--- Start PROVIDED DATA ---

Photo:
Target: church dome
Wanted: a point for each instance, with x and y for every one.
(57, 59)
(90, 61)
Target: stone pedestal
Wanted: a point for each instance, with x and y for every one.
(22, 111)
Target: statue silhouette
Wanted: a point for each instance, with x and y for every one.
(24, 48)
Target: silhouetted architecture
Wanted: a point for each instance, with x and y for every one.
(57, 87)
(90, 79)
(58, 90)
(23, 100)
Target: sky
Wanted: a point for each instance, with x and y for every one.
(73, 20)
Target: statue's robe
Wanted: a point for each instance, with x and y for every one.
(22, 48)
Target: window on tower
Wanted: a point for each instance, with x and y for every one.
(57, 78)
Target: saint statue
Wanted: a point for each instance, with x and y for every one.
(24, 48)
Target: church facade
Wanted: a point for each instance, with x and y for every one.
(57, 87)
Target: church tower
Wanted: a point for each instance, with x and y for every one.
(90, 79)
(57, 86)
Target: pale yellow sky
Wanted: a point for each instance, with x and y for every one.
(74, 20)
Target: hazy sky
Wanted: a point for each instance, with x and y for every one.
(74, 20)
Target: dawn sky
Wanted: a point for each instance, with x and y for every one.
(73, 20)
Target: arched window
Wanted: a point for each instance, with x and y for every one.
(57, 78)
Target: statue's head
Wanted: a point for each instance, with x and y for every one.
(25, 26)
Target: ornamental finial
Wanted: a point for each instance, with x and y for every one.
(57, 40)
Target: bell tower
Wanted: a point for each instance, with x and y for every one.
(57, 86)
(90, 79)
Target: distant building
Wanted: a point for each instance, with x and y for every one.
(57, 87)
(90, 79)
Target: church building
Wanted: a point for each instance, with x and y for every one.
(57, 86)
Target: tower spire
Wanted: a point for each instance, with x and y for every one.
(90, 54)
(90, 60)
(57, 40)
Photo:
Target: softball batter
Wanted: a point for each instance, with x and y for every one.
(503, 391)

--- End PROVIDED DATA ---

Reproduce only the lines from the line containing "Target: dawn sky" through the end of the records, swapping "bell tower" for "campanile" and leaving everything else unchanged.

▶ **TASK SOLUTION**:
Target: dawn sky
Wanted: a point for each instance, with x and y for every one.
(73, 20)
Target: arched window
Wanted: a point for each instance, with x and y for every one.
(57, 78)
Target: statue's head
Wanted: a point for each instance, with x and y for every one.
(25, 26)
Target: ornamental finial
Wanted: a point for each instance, with x and y for every one.
(57, 40)
Target: campanile
Wanted: a point for each instance, with x and y for every one.
(57, 86)
(90, 79)
Target: distant building
Wanted: a point for each instance, with x and y for every one.
(57, 87)
(90, 79)
Target: church building
Wanted: a point for each instance, with x and y for every one.
(57, 86)
Target: tower spire
Wanted: a point for each instance, with x and y for every one.
(90, 54)
(90, 60)
(57, 40)
Photo:
Target: softball batter
Wanted: a point for each instance, with x and y for every one.
(503, 391)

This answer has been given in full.